- **What you need to do**:
A. Answer these questions using the sample characterization text:
(i) What does the abbreviation "LC" stand for?
(ii) How old is the patient listed as "# 3"?
(iii) What two reasons does the text give for the median survival not yet having been reached?
B. Print the part of the sample characterization text starting at "Due to the reduced" and ending at "this initial analysis.".
C. Carry on the sample characterization text from the point where it stops.

- **Extract provided**:
^^^^^^^^^^^^^^^^
Sample characterization - SubGroup3

RC -Right Colon; LC - Left Colon; mut - mutated, wt - wild type; M - male; F -female

ID	gender	age	location	Initial RAS	metastization	Multiple metastization (more than 2)	Location of metastasis	Chemotherapy More than 3 lines?	RAS LB
# 1	M	61	RC	RASmut	Synchronous	YES	Hepatic + Ganglionic	NO	RAS WT
# 2	F	78	LC	RASmut	Synchronous	YES	Hepatic + Pulmonary	YES	RAS WT
# 3	F	43	LC	RASmut	Metachronous	YES	Hepatic + Pulmonary + Peritoneal	YES	RAS WT
# 4	M	65	RC	RASmut	Metachronous	NO	Hepatic	YES	RAS WT
# 5	F	69	LC	RASmut	Synchronous	NO	Hepatic	NO	RAS WT
# 6	M	51	LC	RASmut	Metachronous	YES	Pulmonary + Peritoneal	NO	RAS WT

Survival analysis

Due to the reduced sample and limited follow-up time, the median survival has not yet been reached, when population survival analysis is performed, according to the mutational status conversion. Thus, data on overall survival or progression-free survival are not obtainable in this initial analysis.
^^^^^^^^^^^^^^^^
- **Data**:
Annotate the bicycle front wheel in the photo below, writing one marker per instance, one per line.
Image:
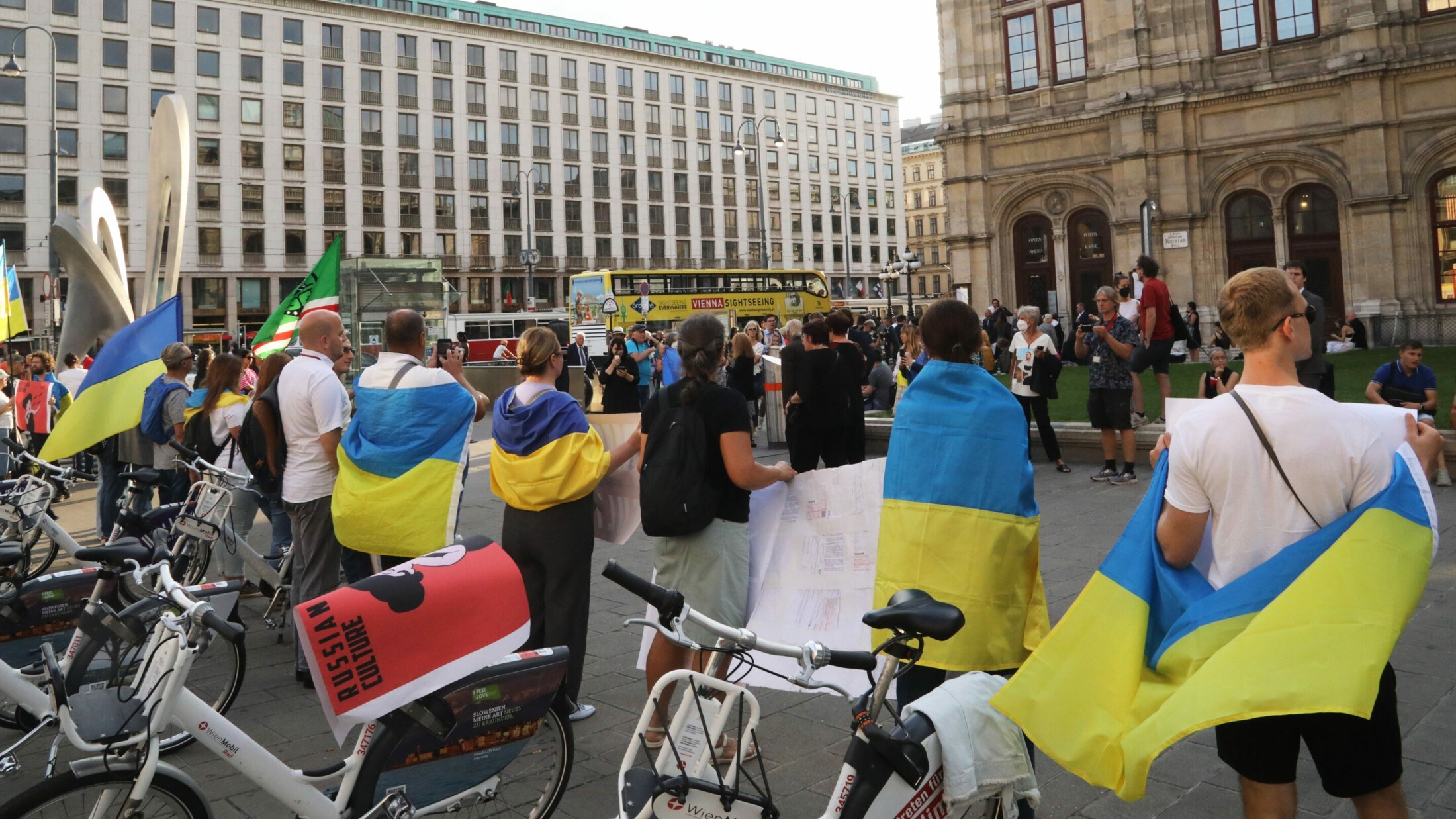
(103, 795)
(522, 779)
(216, 675)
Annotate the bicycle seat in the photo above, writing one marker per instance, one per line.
(142, 477)
(918, 612)
(117, 553)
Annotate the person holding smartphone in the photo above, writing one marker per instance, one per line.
(619, 381)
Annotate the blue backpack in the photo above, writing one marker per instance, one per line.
(156, 397)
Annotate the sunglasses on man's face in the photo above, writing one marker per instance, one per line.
(1308, 315)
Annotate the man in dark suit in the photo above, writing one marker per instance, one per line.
(577, 356)
(1311, 371)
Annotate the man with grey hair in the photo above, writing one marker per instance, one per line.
(1110, 342)
(177, 358)
(315, 409)
(577, 356)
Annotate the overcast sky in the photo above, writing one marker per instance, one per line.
(896, 44)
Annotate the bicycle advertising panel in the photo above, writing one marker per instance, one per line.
(410, 630)
(497, 712)
(44, 611)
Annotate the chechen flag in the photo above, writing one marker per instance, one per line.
(410, 630)
(318, 292)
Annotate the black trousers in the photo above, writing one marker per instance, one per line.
(809, 442)
(552, 548)
(1037, 405)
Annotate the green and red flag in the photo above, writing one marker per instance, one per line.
(318, 292)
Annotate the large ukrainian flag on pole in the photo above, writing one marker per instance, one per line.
(110, 400)
(960, 516)
(1149, 655)
(402, 469)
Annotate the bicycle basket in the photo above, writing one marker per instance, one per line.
(30, 497)
(207, 508)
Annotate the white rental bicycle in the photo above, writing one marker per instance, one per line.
(496, 742)
(887, 774)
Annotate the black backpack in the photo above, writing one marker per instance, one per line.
(197, 436)
(676, 495)
(259, 435)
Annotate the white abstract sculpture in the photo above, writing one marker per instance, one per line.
(99, 301)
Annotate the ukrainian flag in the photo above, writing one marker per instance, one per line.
(110, 400)
(1149, 655)
(543, 454)
(402, 469)
(13, 305)
(960, 516)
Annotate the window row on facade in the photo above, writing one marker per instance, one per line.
(1052, 40)
(292, 31)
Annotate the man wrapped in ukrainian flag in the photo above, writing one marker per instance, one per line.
(960, 516)
(1258, 589)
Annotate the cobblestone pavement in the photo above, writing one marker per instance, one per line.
(804, 735)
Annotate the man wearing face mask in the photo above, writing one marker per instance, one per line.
(1129, 308)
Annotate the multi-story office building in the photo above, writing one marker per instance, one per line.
(1321, 130)
(441, 130)
(922, 167)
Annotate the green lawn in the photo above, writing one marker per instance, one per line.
(1353, 372)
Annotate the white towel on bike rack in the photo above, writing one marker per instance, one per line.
(983, 752)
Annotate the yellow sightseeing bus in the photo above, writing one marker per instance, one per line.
(673, 295)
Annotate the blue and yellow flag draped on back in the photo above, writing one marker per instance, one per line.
(1149, 655)
(543, 454)
(960, 516)
(402, 468)
(110, 400)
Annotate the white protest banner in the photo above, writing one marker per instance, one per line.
(811, 569)
(617, 501)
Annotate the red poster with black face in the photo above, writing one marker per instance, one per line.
(410, 630)
(32, 405)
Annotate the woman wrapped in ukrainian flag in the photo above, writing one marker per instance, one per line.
(545, 464)
(960, 515)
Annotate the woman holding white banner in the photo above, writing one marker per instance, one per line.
(705, 559)
(545, 464)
^^^^^^^^^^^^^^^^
- **Answers to the problems**:
A.
(i) Left Colon
(ii) 43
(iii) The reduced sample and limited follow-up time

B.
Due to the reduced sample and limited follow-up time, the median survival has not yet been reached, when population survival analysis is performed, according to the mutational status conversion. Thus, data on overall survival or progression-free survival are not obtainable in this initial analysis.

C.
Discussion

Liquid biopsies can change the way patients are managed. The monitoring of potential genetic changes through LB can allow the identification of relevant biomarkers in the assessment of disease recurrence, resistance to therapy and response to treatment. It may also lead to a better adaptation of the therapy to the most current characteristics of the tumor [12].

In the analysis, it was found that in 1/3 (n = 6) of the patients there was a change in the initial RAS status (from RASmut to RASwt status) during the course of the disease. This mutational change has an important impact on the therapeutic options available to these patients since it allows the use of anti-EGFR monoclonal antibodies, which is ineffective in patients with the RASmut genotype.

In this subgroup of patients who initially had RASmut, all underwent anti-VEGF therapy treatment. Preclinical observations suggest that hypoxia may negatively select RASmut clones, favoring the prevalence of RASwt clones [14]. This fact may explain the “conversion” observed in this subgroup.

Bearing in mind the high known correlation between tissue sample evaluation (liver metastases) with LB, it is worth noting that two patients with RAS status conversion did not present disease secondary to this organ, which may contribute to potential false negatives [15].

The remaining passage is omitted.